EXERCISE DESCRIPTION:
Reproduce all of the data below line for line, changing nothing.

LISTED ENTRIES:
## START
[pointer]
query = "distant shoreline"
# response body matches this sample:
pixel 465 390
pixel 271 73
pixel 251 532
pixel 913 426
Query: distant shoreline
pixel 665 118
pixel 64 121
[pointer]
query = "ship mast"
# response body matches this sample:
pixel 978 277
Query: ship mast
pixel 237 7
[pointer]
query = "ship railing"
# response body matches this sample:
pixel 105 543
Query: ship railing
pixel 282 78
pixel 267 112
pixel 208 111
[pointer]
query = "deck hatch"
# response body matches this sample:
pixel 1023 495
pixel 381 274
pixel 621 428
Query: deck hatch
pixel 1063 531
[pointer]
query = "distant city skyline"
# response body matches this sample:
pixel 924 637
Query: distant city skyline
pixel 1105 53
## END
TASK ANSWER:
[pointer]
query = "distant shoreline"
# response body matches this sample:
pixel 465 390
pixel 271 73
pixel 251 532
pixel 913 426
Query: distant shoreline
pixel 665 118
pixel 64 121
[pointer]
query = "ship mast"
# response body matches this sample:
pixel 978 277
Query: ship mast
pixel 237 7
[pointer]
query = "ship railing"
# response body matches this sample:
pixel 105 543
Query: ship railing
pixel 282 78
pixel 267 112
pixel 208 111
[pointer]
query = "deck hatch"
# response body matches this sample:
pixel 1023 495
pixel 381 274
pixel 621 428
Query: deck hatch
pixel 1063 531
[pointer]
query = "distant city skyline"
# response body matches this sample:
pixel 924 637
Query: distant city skyline
pixel 1105 53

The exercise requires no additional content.